#### Extracted records:
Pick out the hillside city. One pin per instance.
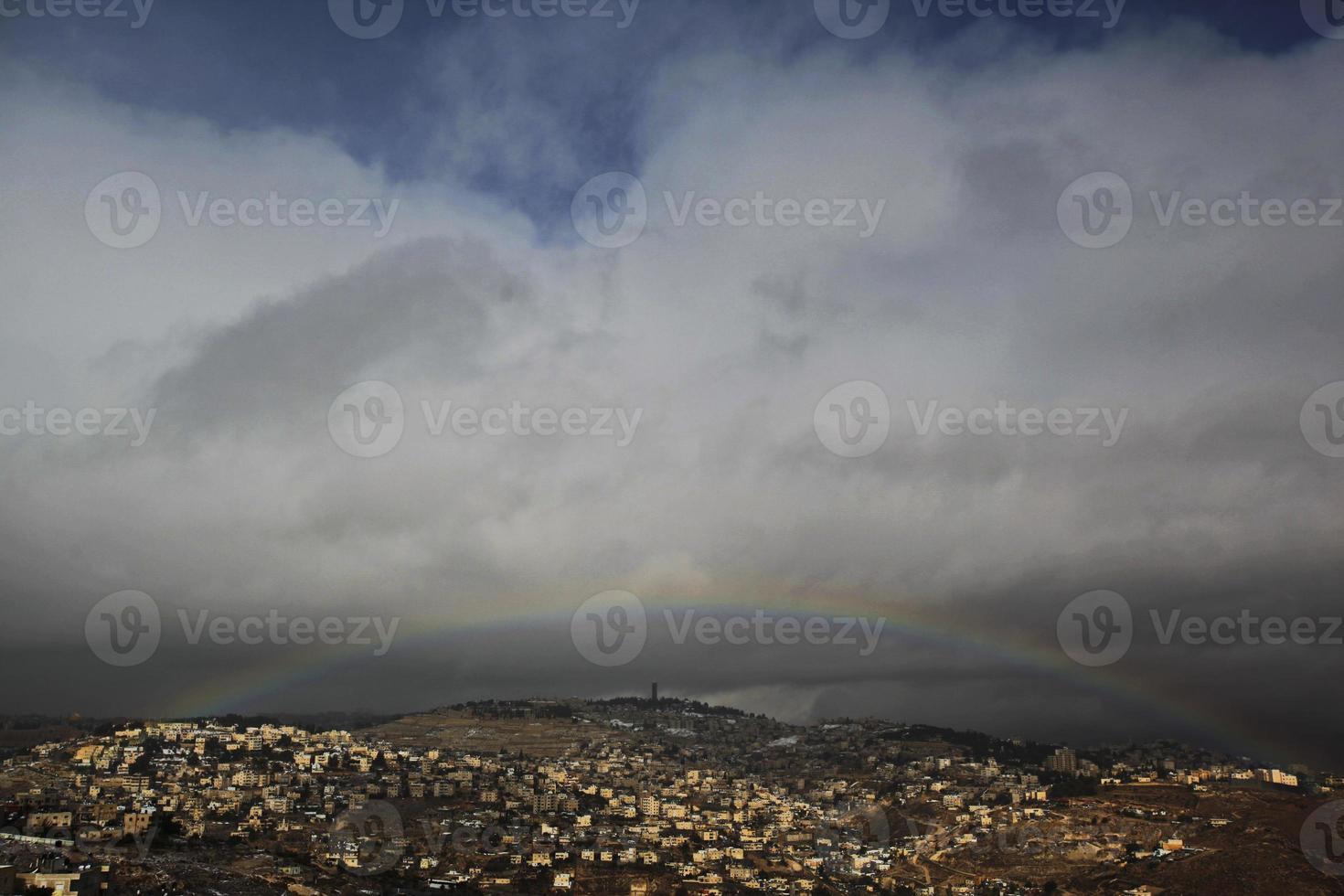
(635, 795)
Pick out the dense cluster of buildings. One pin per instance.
(638, 793)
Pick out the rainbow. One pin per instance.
(254, 687)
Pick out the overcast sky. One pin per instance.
(951, 143)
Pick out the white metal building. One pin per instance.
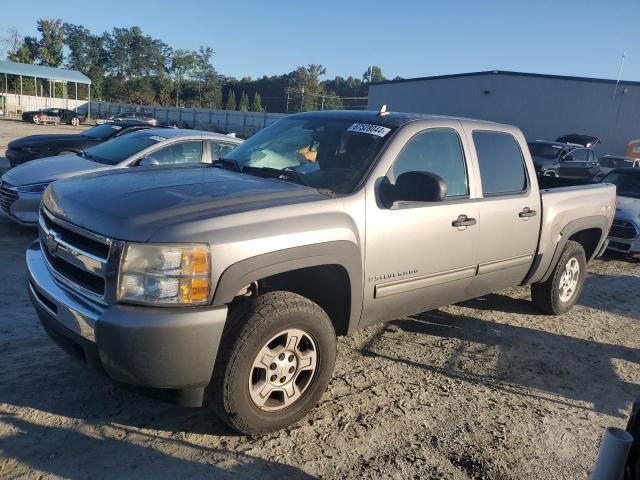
(543, 106)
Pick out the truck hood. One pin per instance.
(50, 169)
(35, 140)
(133, 204)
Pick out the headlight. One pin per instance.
(165, 274)
(33, 188)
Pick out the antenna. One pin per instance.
(383, 111)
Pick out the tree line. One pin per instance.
(127, 66)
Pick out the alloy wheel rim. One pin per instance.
(283, 370)
(569, 279)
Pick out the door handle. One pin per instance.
(527, 212)
(463, 221)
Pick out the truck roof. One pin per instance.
(390, 119)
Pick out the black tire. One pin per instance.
(546, 295)
(251, 324)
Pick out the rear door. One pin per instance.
(509, 212)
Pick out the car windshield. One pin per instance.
(119, 149)
(102, 131)
(627, 183)
(545, 150)
(319, 152)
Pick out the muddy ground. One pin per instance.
(488, 389)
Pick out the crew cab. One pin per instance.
(226, 286)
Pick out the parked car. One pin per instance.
(39, 146)
(557, 159)
(21, 187)
(227, 286)
(62, 114)
(624, 236)
(610, 162)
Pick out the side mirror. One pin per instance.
(148, 161)
(414, 187)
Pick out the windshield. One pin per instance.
(121, 148)
(545, 150)
(627, 184)
(318, 152)
(102, 131)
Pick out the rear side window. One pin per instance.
(501, 163)
(435, 151)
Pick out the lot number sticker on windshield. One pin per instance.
(376, 130)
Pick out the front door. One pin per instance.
(422, 255)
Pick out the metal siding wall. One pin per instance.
(543, 108)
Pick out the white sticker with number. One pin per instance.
(376, 130)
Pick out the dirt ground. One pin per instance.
(488, 389)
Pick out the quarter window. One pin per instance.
(436, 151)
(501, 163)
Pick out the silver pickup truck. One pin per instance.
(227, 285)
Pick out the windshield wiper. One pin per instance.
(227, 164)
(287, 174)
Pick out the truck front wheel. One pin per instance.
(276, 360)
(562, 289)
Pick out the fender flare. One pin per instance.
(596, 221)
(343, 253)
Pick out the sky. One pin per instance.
(405, 38)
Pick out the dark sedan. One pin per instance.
(40, 146)
(62, 115)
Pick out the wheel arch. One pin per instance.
(330, 274)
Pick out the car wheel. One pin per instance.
(274, 364)
(562, 289)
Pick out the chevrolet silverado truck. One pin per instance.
(227, 285)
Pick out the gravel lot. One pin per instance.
(488, 389)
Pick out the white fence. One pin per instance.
(14, 103)
(242, 123)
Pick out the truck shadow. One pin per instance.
(514, 359)
(69, 453)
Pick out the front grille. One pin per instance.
(76, 257)
(623, 229)
(7, 196)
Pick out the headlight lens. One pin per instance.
(165, 274)
(33, 188)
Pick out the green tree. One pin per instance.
(243, 106)
(256, 103)
(51, 42)
(373, 74)
(183, 65)
(231, 101)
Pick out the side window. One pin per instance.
(436, 151)
(219, 150)
(501, 163)
(181, 152)
(579, 155)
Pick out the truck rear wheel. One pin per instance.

#### GOAL OF THE EXERCISE:
Please transcribe the entries precisely and omit any images they hold.

#### EXERCISE RESULT:
Pick out the hillside city. One pin per instance.
(635, 795)
Pick out the dense cluster of buildings. One pin per instance.
(638, 793)
Pick out the rainbow. One pin per instance.
(254, 687)
Pick out the overcast sky. One pin per instance.
(951, 143)
Pick out the white metal building. One pin per instance.
(543, 106)
Pick out the truck hood. One pin per instance.
(50, 169)
(35, 140)
(133, 204)
Pick out the headlight. One pin per instance.
(165, 274)
(33, 188)
Pick out the antenna. One pin per instance.
(383, 111)
Pick out the tree line. One pin per instance.
(127, 66)
Pick out the alloy wheel rim. One pin per instance.
(283, 370)
(569, 279)
Pick out the door handle. One pin per instance.
(527, 212)
(463, 221)
Pick out the truck roof. One pin per instance.
(390, 119)
Pick out the black tire. One pin per instance.
(546, 295)
(251, 324)
Pick out the rear door. One pin per instance.
(509, 212)
Pick out the car windshield. One pin per instance.
(119, 149)
(102, 131)
(627, 183)
(545, 150)
(319, 152)
Pick out the muddy ground. One pin per instance.
(488, 389)
Pick out the crew cab. One pin per instance.
(226, 286)
Pick out the parked car. One pin per instance.
(39, 146)
(557, 159)
(21, 187)
(227, 286)
(62, 114)
(624, 236)
(610, 162)
Pick out the side mirror. One pin per instance.
(148, 161)
(414, 187)
Pick out the windshield. One pin per instance.
(121, 148)
(545, 150)
(627, 184)
(318, 152)
(102, 131)
Pick out the rear side window. One pin per instance.
(501, 163)
(435, 151)
Pick out the lot number sticker on windshield. One pin per instance.
(376, 130)
Pick out the front door. One pin per instance.
(422, 255)
Pick out the metal siding wall. One pin per instance.
(543, 108)
Pick out the white sticker with number. One pin per instance.
(376, 130)
Pick out the dirt ground. One pin per instance.
(488, 389)
Pick out the quarter window. One pin per instance.
(436, 151)
(501, 163)
Pick out the silver pickup truck. One pin per instance.
(227, 285)
Pick out the windshield wiper. One pin per instance.
(227, 164)
(287, 174)
Pick out the truck front wheel. One pin per instance.
(276, 360)
(562, 289)
Pick out the fender flare. One pin per instance.
(596, 221)
(343, 253)
Pick out the sky. One pin per instance.
(405, 38)
Pick out the dark sedan. One pin per instance.
(40, 146)
(62, 115)
Pick out the wheel arch. One pin per instance.
(330, 274)
Pick out the car wheel. One pin per instance.
(274, 364)
(562, 289)
Pick out the chevrolet silverado truck. One pin per instance.
(227, 285)
Pick out the gravel lot. One pin per instance.
(488, 389)
Pick out the white fence. One pin per instance.
(14, 103)
(242, 123)
Pick out the truck shadow. One pin per instance.
(514, 359)
(69, 453)
Pick out the front grille. One pin per instance.
(76, 257)
(623, 229)
(7, 196)
Pick out the headlight lens. One pin per instance.
(165, 274)
(33, 188)
Pick out the green tree. One pin per instance.
(243, 106)
(256, 103)
(51, 42)
(373, 74)
(183, 65)
(231, 101)
Pick out the side window. One pin per instance.
(436, 151)
(219, 150)
(501, 163)
(181, 152)
(579, 155)
Pick out the truck rear wheel. One pin per instance.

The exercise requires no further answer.